### What to work on
If a line in the data has the string "glass", please show it.

### Information supplied
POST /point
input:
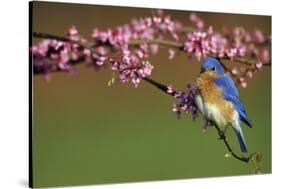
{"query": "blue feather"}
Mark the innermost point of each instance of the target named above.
(230, 93)
(241, 139)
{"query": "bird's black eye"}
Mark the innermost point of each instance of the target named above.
(202, 70)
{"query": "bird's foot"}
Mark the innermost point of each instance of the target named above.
(221, 135)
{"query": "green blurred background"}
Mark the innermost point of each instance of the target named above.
(85, 132)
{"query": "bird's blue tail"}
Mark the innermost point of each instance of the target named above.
(241, 140)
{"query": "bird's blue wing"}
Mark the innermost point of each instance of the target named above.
(230, 93)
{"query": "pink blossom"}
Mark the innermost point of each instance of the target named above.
(171, 54)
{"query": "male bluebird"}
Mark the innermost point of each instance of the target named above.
(218, 99)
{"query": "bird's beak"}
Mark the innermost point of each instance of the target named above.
(202, 70)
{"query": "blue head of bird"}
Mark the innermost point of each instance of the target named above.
(212, 67)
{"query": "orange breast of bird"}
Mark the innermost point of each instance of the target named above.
(212, 96)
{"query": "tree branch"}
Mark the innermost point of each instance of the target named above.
(163, 42)
(221, 134)
(156, 84)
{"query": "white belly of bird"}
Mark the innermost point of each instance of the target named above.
(213, 112)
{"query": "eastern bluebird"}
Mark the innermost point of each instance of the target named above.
(218, 99)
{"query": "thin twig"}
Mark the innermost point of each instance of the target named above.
(163, 42)
(158, 85)
(221, 134)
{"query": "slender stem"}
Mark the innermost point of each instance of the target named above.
(158, 85)
(64, 39)
(139, 42)
(221, 134)
(156, 41)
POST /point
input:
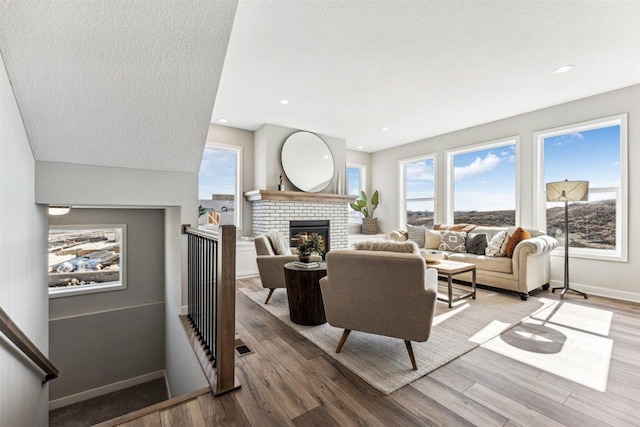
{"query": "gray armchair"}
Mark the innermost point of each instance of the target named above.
(271, 266)
(384, 293)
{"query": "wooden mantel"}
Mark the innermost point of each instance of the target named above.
(299, 196)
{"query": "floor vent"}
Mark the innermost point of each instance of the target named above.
(241, 348)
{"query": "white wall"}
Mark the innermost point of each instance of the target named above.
(614, 279)
(23, 294)
(177, 192)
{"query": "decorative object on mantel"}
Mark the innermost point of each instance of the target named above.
(311, 244)
(367, 208)
(280, 186)
(307, 161)
(567, 191)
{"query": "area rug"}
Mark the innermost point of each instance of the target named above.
(384, 363)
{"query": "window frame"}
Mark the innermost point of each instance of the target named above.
(402, 190)
(620, 254)
(95, 288)
(362, 185)
(239, 204)
(450, 180)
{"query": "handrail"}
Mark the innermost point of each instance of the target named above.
(17, 337)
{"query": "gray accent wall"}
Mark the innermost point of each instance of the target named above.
(23, 248)
(177, 194)
(102, 338)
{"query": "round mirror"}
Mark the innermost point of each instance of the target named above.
(307, 161)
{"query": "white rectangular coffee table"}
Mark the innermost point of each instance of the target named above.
(449, 269)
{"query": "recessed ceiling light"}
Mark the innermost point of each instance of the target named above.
(564, 69)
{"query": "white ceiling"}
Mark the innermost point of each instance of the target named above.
(420, 68)
(128, 83)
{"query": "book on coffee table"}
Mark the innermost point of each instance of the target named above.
(306, 264)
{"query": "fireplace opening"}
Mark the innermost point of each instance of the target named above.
(298, 230)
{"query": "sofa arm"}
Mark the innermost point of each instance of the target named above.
(534, 246)
(398, 236)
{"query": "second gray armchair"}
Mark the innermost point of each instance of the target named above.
(271, 265)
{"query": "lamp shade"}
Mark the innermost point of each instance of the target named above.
(568, 191)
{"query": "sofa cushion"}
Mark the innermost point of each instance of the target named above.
(279, 243)
(416, 233)
(432, 239)
(518, 235)
(495, 246)
(476, 243)
(453, 241)
(387, 245)
(483, 262)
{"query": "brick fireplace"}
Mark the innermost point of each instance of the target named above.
(274, 210)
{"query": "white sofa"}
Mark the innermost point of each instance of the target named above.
(526, 270)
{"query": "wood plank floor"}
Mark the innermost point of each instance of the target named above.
(288, 381)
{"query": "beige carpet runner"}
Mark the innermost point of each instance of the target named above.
(384, 363)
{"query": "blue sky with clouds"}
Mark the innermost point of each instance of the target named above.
(217, 173)
(592, 155)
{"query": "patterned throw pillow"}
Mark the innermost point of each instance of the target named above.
(279, 243)
(476, 243)
(494, 249)
(432, 239)
(416, 234)
(518, 235)
(453, 241)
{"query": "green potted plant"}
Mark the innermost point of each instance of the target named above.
(367, 207)
(312, 243)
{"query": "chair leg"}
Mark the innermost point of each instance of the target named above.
(269, 296)
(411, 356)
(345, 334)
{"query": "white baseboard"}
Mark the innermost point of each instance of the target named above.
(601, 292)
(109, 388)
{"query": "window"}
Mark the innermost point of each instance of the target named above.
(593, 151)
(86, 259)
(483, 184)
(417, 187)
(356, 182)
(220, 186)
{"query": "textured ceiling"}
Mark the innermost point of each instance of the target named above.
(420, 68)
(127, 83)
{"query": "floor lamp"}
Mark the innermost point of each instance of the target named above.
(567, 191)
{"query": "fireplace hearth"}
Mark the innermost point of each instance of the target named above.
(298, 230)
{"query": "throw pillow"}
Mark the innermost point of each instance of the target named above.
(455, 227)
(453, 241)
(476, 243)
(416, 233)
(494, 248)
(388, 245)
(279, 243)
(518, 235)
(432, 239)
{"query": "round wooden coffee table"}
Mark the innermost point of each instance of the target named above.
(303, 291)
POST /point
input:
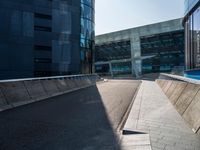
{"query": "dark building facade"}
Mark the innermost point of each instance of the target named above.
(45, 37)
(142, 50)
(192, 34)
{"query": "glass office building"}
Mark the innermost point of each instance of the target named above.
(166, 49)
(46, 37)
(142, 50)
(87, 35)
(192, 34)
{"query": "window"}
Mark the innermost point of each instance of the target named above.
(42, 16)
(42, 28)
(42, 48)
(42, 60)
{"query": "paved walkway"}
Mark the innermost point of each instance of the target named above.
(86, 119)
(153, 114)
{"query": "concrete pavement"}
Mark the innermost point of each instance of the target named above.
(82, 120)
(153, 114)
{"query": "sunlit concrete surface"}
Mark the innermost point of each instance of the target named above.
(152, 113)
(86, 119)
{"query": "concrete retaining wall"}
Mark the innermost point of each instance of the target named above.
(185, 97)
(15, 93)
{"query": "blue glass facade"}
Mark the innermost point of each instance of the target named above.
(42, 37)
(189, 4)
(166, 49)
(192, 35)
(87, 35)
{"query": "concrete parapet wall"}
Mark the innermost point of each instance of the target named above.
(15, 93)
(185, 97)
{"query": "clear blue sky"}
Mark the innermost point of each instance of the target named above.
(114, 15)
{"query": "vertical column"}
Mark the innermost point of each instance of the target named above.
(111, 72)
(135, 55)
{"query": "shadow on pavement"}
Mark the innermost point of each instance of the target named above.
(74, 121)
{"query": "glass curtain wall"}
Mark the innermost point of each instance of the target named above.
(192, 35)
(166, 51)
(87, 35)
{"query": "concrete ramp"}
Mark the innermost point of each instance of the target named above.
(185, 97)
(15, 93)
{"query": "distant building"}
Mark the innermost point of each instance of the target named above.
(142, 50)
(192, 35)
(46, 37)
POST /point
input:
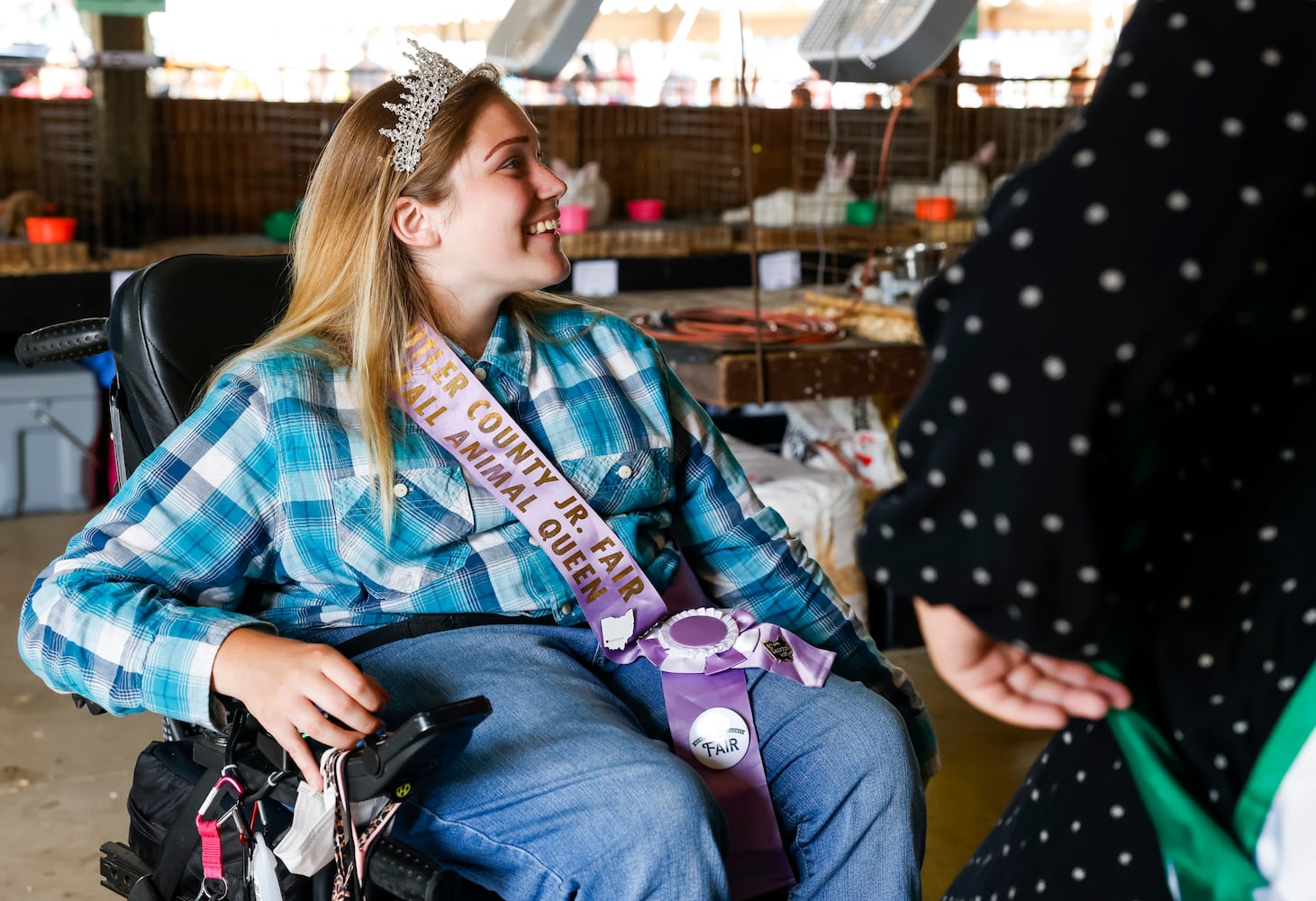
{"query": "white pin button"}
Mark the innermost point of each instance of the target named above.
(719, 738)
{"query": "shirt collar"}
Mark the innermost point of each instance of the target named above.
(508, 350)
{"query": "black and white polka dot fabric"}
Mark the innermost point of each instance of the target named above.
(1112, 453)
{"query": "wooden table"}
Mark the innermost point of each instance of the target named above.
(728, 376)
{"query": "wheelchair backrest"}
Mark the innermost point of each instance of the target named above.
(171, 324)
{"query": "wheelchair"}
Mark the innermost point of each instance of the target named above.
(170, 325)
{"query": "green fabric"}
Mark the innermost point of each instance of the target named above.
(1208, 861)
(1293, 727)
(1210, 864)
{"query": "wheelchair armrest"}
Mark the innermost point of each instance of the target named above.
(385, 763)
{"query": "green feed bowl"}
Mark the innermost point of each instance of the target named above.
(862, 213)
(278, 225)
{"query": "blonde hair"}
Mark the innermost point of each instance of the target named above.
(356, 286)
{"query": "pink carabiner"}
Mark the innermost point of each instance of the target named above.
(214, 792)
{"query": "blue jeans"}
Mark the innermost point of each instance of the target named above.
(570, 788)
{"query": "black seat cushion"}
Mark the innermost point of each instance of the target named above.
(174, 322)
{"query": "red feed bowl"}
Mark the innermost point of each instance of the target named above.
(51, 230)
(936, 210)
(645, 211)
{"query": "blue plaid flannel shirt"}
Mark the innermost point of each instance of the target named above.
(259, 510)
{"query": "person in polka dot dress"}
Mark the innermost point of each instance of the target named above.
(1110, 460)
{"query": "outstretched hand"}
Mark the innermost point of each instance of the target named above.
(1008, 683)
(290, 685)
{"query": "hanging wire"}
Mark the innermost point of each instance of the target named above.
(742, 96)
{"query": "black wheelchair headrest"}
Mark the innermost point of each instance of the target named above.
(174, 322)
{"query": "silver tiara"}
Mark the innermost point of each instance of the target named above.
(427, 88)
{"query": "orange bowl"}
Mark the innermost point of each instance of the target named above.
(645, 211)
(51, 230)
(936, 210)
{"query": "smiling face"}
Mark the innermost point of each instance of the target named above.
(497, 230)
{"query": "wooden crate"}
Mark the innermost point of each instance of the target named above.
(25, 259)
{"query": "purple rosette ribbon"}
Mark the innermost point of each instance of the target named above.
(712, 641)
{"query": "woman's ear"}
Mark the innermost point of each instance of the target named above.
(413, 224)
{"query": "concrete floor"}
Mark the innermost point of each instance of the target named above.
(65, 775)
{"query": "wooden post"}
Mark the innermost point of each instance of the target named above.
(123, 133)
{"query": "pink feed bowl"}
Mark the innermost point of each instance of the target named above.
(573, 219)
(645, 211)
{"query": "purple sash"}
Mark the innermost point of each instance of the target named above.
(698, 649)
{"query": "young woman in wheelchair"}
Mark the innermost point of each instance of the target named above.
(259, 536)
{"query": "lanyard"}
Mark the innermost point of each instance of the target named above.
(698, 649)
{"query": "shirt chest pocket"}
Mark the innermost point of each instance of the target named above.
(622, 482)
(430, 535)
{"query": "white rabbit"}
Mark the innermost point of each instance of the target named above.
(824, 205)
(964, 179)
(967, 181)
(585, 188)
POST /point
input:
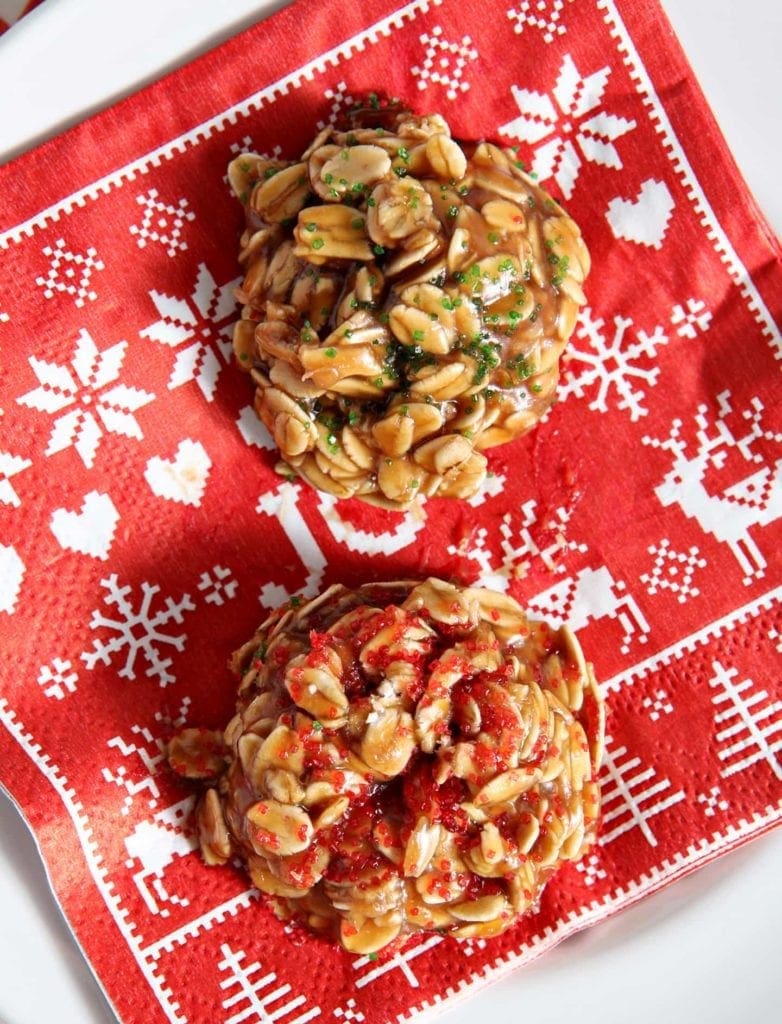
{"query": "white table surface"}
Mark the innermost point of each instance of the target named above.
(707, 948)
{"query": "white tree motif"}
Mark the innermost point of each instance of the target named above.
(137, 630)
(200, 328)
(541, 14)
(574, 121)
(162, 222)
(93, 407)
(631, 798)
(256, 999)
(9, 466)
(601, 366)
(749, 723)
(70, 272)
(146, 751)
(444, 61)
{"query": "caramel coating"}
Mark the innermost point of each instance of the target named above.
(405, 302)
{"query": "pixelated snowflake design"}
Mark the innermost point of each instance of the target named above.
(444, 62)
(57, 679)
(712, 802)
(674, 570)
(692, 318)
(200, 328)
(575, 123)
(10, 465)
(93, 407)
(143, 756)
(632, 795)
(592, 869)
(749, 723)
(162, 222)
(616, 369)
(520, 550)
(137, 630)
(340, 99)
(70, 272)
(657, 704)
(218, 586)
(254, 996)
(349, 1013)
(546, 15)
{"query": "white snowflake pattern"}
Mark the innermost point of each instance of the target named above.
(200, 328)
(94, 408)
(162, 222)
(546, 15)
(57, 679)
(692, 318)
(70, 272)
(9, 466)
(349, 1013)
(575, 122)
(611, 365)
(137, 631)
(444, 62)
(674, 570)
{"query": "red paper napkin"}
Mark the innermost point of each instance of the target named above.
(12, 10)
(144, 531)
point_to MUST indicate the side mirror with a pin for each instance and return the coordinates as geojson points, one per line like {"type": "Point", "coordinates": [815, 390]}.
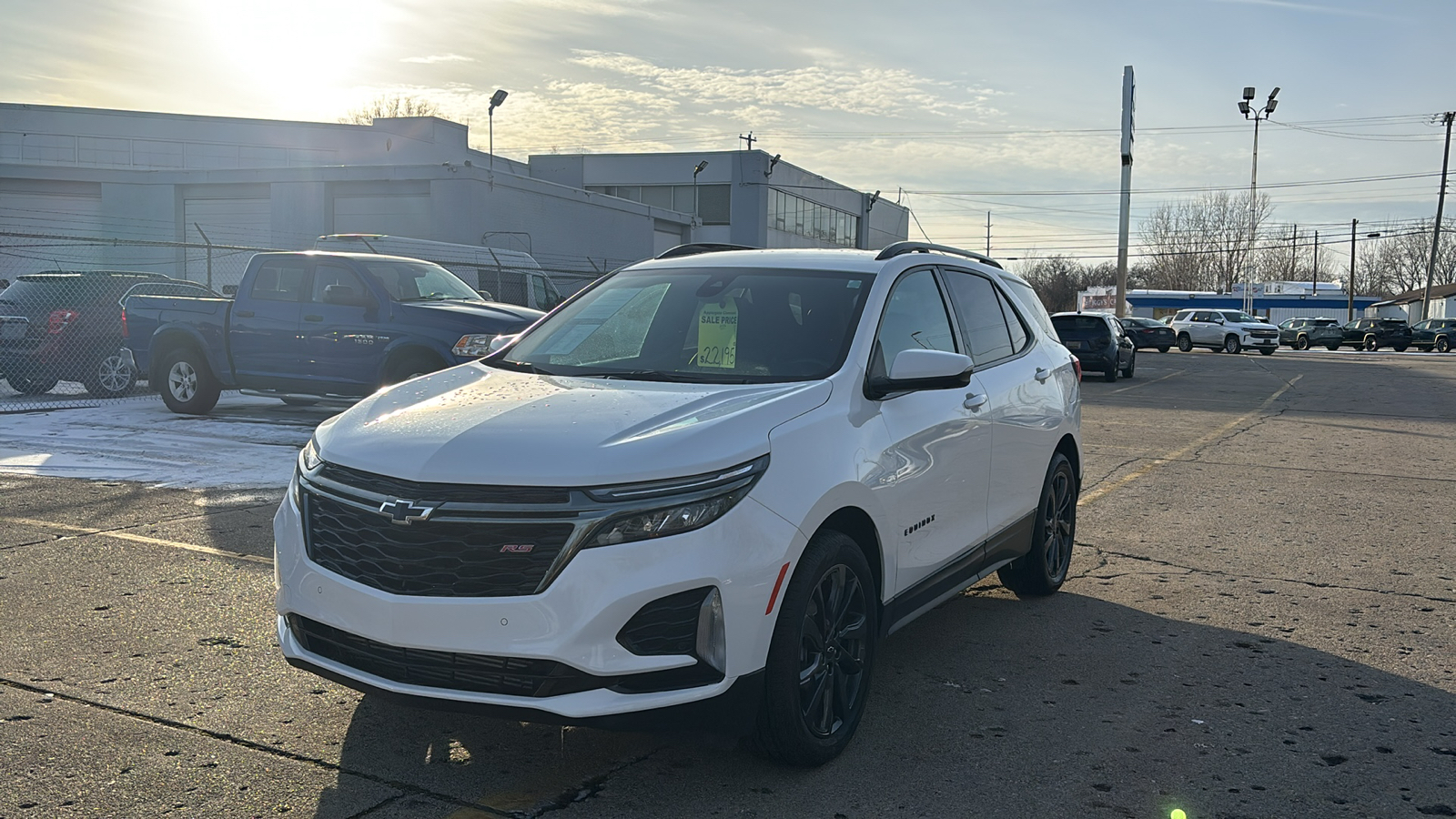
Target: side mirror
{"type": "Point", "coordinates": [922, 369]}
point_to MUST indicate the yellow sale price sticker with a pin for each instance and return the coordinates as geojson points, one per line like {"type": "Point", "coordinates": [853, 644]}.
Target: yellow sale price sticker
{"type": "Point", "coordinates": [718, 334]}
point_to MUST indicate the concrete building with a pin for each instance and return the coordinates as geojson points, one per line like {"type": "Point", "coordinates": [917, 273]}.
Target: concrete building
{"type": "Point", "coordinates": [138, 189]}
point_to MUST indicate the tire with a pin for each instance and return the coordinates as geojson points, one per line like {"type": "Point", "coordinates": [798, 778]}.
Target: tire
{"type": "Point", "coordinates": [109, 378]}
{"type": "Point", "coordinates": [797, 724]}
{"type": "Point", "coordinates": [410, 366]}
{"type": "Point", "coordinates": [1045, 569]}
{"type": "Point", "coordinates": [188, 387]}
{"type": "Point", "coordinates": [31, 387]}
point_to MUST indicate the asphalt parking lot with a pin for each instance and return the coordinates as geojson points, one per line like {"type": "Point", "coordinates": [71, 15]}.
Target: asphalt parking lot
{"type": "Point", "coordinates": [1261, 624]}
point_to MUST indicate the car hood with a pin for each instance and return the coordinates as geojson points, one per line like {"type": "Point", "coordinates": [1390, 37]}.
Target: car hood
{"type": "Point", "coordinates": [477, 424]}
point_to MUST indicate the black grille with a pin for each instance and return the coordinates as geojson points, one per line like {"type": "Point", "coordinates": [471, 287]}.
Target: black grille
{"type": "Point", "coordinates": [441, 493]}
{"type": "Point", "coordinates": [443, 669]}
{"type": "Point", "coordinates": [430, 559]}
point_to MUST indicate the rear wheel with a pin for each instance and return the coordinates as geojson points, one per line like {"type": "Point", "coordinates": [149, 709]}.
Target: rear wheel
{"type": "Point", "coordinates": [31, 387]}
{"type": "Point", "coordinates": [188, 385]}
{"type": "Point", "coordinates": [820, 656]}
{"type": "Point", "coordinates": [109, 378]}
{"type": "Point", "coordinates": [1045, 567]}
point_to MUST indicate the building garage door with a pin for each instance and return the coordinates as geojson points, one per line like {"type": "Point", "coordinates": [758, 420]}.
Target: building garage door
{"type": "Point", "coordinates": [395, 216]}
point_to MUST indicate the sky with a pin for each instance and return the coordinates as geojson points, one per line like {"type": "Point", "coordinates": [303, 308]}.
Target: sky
{"type": "Point", "coordinates": [951, 108]}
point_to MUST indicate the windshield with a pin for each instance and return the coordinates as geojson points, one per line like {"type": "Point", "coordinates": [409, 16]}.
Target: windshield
{"type": "Point", "coordinates": [419, 281]}
{"type": "Point", "coordinates": [1239, 317]}
{"type": "Point", "coordinates": [732, 325]}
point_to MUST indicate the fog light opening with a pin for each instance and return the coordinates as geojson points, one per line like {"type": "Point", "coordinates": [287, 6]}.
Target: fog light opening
{"type": "Point", "coordinates": [713, 646]}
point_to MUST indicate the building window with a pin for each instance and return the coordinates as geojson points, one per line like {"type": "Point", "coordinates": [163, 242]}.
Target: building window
{"type": "Point", "coordinates": [713, 200]}
{"type": "Point", "coordinates": [803, 217]}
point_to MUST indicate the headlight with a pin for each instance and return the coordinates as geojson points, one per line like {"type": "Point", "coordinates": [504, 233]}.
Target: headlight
{"type": "Point", "coordinates": [475, 346]}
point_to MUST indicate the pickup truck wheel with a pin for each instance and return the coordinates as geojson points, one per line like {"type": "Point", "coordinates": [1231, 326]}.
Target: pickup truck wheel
{"type": "Point", "coordinates": [1043, 569]}
{"type": "Point", "coordinates": [188, 387]}
{"type": "Point", "coordinates": [109, 378]}
{"type": "Point", "coordinates": [31, 387]}
{"type": "Point", "coordinates": [820, 656]}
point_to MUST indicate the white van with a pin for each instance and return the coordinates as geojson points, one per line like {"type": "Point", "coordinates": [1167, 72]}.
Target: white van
{"type": "Point", "coordinates": [500, 276]}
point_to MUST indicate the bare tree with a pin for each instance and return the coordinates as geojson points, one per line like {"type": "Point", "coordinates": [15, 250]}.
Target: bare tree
{"type": "Point", "coordinates": [386, 106]}
{"type": "Point", "coordinates": [1200, 244]}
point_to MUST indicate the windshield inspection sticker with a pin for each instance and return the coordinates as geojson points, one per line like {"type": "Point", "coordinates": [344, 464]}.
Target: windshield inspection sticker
{"type": "Point", "coordinates": [718, 334]}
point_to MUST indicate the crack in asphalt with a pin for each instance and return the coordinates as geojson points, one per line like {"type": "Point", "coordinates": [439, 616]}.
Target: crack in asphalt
{"type": "Point", "coordinates": [1219, 573]}
{"type": "Point", "coordinates": [251, 745]}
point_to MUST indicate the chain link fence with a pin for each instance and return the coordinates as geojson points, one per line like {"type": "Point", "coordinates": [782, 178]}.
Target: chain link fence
{"type": "Point", "coordinates": [62, 298]}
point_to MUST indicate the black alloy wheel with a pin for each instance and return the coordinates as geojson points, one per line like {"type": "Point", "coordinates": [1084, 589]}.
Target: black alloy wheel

### Result for this task
{"query": "glass office building"}
{"query": "blue glass facade"}
{"query": "glass curtain wall"}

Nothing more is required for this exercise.